Se in Italia, in un solo anno, si sono mancate ben 50 mila diagnosi di cancro è perché abbiamo anzitutto un problema culturale. I dati del Report 2023 dell’Osservatorio nazionale screening (Ons) – network che monitora gli screening oncologici offerti dal sistema sanitario nazionale – non lasciano spazio a dubbi dal momento che solo una persona su tre si sottopone agli esami preventivi a cui viene invitata dalle aziende sanitarie.
Per scendere nei particolari, su 16 milioni di cittadini invitati a eseguire in test di screening, solo 6,9 milioni hanno accettato. Solo una donna su due si sottopone alla prevenzione per il cancro della mammella o della cervice uterina, mentre due su tre sono le persone che accedono alle strutture sanitarie per verificare eventuali lesioni al colon-retto. In questa maniera, come ha osservato il direttore della fondazione Gimbe Nino Cartabellotta, rendiamo inefficace il principale strumento che abbiamo a disposizione per difendere la nostra salute da una delle malattie più impattanti sui singoli e sulle persone che vivono con chi ne è affetto: la diagnosi precoce. Non nuoce ricordare come, essendo inseriti nei Livelli essenziali di assistenza, gli screening gratuiti per tutti devono essere somministrati dalla sanità pubblica in tutte le Regioni del Paese. Le prestazioni indicate sono la mammografia per le donne tra i 50 e i 69 anni (in alcune regioni non sottoposte a piani di rientro estesa alle donne tra i 45-49 anni e i 70-74); lo screening del tumore della cervice uterina per le donne tra i 25 e i 64 anni; e quello colon-rettale per donne e uomini tra i 50 e i 69 anni (in alcune regioni anche nella fascia 70-74). Se nel 2022 il governo aveva indicato come obiettivo per l’anno in corso una copertura del 90 per cento della popolazione, occorre prendere atto che la situazione è ben diversa da quella sperata, con un’adesione che sfiora appena il 40 per cento, seppur con modaliutà e risultati differenti da Regione a Regione Complesso indagare le ragioni che spingono le persone a sottoporsi a esami gratuiti che possono letteralmente salvare loro la vita. Da un lato è necessaria un’azione di maggior sensibilizzazione da parte delle stesse autorità in campo sanitario, dall’altro è importante che il singolo cittadino sia in grado di inserire la propria salute ai primi posti nella scaletta delle priorità.

··········

▶ [Consegna A]
Rispondi a queste domande sull'estratto:
(i) Quante diagnosi di cancro sono state mancate in Italia in un solo anno?
(ii) Dei 16 milioni di cittadini invitati a eseguire i test di screening, quanti hanno accettato?
(iii) A quale fascia d'età è rivolto lo screening del tumore della cervice uterina?
▶ [Consegna B] Riporta fedelmente la parte dell'estratto che si apre con le parole contenenti "Se in Italia, in" e si chiude con "dalle aziende sanitarie.".

(Dati di localizzazione a punto per istanza)

··········

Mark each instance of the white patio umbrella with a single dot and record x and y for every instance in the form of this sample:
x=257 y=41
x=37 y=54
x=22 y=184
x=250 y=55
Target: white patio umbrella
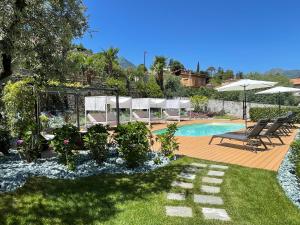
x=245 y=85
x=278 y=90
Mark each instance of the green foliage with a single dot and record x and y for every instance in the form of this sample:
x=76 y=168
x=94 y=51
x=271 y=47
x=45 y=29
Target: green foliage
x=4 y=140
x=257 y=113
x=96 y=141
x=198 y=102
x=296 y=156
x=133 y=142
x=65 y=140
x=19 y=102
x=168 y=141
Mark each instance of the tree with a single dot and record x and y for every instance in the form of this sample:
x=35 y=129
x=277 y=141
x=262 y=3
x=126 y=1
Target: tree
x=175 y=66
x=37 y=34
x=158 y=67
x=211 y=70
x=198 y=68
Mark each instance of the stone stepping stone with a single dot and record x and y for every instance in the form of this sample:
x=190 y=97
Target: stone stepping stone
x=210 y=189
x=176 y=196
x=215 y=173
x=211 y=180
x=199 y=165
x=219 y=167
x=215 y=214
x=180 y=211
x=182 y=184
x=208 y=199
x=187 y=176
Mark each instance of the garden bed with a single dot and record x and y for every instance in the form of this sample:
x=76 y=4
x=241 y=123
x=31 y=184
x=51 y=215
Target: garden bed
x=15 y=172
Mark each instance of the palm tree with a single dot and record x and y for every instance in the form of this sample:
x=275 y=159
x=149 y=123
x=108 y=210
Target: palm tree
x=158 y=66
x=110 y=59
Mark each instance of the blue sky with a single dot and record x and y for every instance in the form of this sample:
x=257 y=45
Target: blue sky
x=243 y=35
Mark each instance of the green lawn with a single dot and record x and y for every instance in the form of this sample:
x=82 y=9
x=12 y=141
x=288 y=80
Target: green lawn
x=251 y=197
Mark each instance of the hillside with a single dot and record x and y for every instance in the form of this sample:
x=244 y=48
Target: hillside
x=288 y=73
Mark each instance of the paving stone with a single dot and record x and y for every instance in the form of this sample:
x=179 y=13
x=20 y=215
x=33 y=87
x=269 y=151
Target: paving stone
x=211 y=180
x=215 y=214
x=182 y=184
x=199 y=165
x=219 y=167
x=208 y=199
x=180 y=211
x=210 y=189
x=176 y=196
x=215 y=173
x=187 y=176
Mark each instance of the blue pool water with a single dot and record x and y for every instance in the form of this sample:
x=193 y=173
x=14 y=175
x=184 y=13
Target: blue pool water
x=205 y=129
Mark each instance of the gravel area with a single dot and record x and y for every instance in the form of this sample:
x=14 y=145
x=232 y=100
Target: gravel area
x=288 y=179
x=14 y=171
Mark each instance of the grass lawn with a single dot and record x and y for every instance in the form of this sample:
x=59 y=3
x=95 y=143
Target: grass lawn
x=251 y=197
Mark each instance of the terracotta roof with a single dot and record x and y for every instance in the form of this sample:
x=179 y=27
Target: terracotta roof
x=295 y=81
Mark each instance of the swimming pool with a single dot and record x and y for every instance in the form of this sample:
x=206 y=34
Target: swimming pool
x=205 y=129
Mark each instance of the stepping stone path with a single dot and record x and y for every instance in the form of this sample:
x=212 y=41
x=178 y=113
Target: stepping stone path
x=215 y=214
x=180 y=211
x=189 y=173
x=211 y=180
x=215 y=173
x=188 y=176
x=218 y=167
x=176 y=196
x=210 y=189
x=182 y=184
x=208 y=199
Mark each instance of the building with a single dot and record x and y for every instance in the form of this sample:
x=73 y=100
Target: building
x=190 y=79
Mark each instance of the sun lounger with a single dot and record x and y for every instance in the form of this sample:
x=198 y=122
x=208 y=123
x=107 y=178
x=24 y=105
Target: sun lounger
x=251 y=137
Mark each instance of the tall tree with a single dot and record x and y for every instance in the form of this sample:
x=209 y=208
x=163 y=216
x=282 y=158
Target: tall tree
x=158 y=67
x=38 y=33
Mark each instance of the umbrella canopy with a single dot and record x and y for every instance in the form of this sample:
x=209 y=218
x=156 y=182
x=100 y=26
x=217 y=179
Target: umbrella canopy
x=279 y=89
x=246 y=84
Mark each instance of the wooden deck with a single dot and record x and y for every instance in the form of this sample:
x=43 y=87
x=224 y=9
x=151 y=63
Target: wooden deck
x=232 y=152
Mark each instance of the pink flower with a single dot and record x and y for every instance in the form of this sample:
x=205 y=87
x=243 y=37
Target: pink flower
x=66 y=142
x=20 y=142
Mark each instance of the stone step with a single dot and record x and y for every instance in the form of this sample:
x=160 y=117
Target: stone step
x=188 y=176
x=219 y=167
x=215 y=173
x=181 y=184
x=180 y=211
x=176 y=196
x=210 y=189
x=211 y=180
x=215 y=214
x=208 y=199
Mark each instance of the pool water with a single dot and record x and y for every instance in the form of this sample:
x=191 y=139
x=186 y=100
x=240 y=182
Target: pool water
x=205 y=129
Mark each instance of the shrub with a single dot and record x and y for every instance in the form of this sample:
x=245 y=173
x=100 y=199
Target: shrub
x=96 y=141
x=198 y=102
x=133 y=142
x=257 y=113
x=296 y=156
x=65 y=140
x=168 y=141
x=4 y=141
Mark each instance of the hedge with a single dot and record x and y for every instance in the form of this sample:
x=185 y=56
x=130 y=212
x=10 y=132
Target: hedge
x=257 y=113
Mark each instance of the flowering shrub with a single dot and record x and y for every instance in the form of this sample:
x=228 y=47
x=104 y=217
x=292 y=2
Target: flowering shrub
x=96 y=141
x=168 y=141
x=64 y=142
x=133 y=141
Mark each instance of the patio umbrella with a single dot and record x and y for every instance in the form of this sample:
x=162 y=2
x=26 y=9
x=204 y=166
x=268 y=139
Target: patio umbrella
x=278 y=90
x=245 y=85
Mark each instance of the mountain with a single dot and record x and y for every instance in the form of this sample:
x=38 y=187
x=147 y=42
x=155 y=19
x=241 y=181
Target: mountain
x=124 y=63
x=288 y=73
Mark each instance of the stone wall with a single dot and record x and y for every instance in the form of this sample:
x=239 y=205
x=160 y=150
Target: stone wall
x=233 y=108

··········

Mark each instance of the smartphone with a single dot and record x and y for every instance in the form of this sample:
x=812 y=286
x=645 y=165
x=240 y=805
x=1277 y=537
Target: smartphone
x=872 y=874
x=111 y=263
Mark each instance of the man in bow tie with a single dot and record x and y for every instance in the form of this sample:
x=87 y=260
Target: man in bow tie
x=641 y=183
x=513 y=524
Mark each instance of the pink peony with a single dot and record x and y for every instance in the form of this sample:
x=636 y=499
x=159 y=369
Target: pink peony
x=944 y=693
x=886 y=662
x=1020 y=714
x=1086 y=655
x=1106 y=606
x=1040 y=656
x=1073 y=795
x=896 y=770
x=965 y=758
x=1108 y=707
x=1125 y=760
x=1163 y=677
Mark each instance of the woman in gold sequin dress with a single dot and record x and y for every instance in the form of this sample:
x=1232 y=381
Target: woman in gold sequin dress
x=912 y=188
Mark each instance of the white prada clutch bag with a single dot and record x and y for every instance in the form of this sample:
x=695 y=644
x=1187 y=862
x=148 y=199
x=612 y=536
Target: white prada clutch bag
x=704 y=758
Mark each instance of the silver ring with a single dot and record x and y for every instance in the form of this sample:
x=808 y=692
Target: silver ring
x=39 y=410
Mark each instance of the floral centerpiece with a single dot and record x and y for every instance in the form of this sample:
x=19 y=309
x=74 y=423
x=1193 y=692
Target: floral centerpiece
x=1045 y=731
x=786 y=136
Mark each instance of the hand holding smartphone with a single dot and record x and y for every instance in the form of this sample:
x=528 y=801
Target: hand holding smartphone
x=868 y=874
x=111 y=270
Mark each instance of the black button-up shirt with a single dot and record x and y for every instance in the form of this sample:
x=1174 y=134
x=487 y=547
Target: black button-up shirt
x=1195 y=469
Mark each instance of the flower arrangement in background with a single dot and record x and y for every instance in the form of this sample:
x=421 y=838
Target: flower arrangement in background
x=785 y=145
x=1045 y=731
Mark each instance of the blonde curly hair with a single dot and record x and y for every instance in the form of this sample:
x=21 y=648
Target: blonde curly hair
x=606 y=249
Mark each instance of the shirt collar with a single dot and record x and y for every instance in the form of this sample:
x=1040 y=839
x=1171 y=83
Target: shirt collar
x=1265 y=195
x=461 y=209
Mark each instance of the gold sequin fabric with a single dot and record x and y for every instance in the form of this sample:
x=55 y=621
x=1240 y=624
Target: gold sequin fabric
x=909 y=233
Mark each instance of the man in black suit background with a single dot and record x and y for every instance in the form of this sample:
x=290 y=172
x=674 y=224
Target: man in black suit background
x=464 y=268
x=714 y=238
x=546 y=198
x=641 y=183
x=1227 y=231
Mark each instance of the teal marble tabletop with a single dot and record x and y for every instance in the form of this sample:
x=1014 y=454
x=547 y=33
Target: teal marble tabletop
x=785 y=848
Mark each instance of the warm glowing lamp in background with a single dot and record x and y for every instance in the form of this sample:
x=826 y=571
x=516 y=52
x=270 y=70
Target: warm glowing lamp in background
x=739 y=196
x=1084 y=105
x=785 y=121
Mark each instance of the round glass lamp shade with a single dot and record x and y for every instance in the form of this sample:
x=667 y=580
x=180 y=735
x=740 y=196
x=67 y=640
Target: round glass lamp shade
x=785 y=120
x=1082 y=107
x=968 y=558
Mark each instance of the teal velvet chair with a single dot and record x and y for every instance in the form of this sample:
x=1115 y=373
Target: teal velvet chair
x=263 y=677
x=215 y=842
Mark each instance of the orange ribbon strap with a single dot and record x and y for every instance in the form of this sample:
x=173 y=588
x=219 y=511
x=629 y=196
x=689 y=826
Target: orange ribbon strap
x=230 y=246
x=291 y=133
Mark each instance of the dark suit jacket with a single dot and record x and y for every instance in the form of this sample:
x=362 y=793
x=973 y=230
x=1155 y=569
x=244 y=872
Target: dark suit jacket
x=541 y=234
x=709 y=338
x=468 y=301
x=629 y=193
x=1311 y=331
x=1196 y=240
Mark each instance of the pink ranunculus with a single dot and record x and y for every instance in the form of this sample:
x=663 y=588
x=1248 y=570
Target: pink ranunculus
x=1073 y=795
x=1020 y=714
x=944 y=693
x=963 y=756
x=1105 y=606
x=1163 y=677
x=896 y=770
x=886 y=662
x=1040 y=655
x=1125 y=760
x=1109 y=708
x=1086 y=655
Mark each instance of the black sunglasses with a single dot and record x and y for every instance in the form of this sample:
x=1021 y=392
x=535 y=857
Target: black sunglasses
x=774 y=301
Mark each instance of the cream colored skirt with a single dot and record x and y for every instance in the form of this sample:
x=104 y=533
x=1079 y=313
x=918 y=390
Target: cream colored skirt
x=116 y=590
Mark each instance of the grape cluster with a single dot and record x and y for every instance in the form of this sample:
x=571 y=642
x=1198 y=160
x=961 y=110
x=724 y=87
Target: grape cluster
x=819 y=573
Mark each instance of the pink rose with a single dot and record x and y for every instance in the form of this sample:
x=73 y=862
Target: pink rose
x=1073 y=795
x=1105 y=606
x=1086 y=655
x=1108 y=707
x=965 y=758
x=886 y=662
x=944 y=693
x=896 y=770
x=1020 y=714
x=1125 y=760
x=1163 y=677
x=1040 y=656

··········

▶ [Spazio risposta A]
(i) Ben 50 mila.
(ii) Solo 6,9 milioni.
(iii) Alle donne tra i 25 e i 64 anni.

▶ [Spazio risposta B]
Se in Italia, in un solo anno, si sono mancate ben 50 mila diagnosi di cancro è perché abbiamo anzitutto un problema culturale. I dati del Report 2023 dell’Osservatorio nazionale screening (Ons) – network che monitora gli screening oncologici offerti dal sistema sanitario nazionale – non lasciano spazio a dubbi dal momento che solo una persona su tre si sottopone agli esami preventivi a cui viene invitata dalle aziende sanitarie.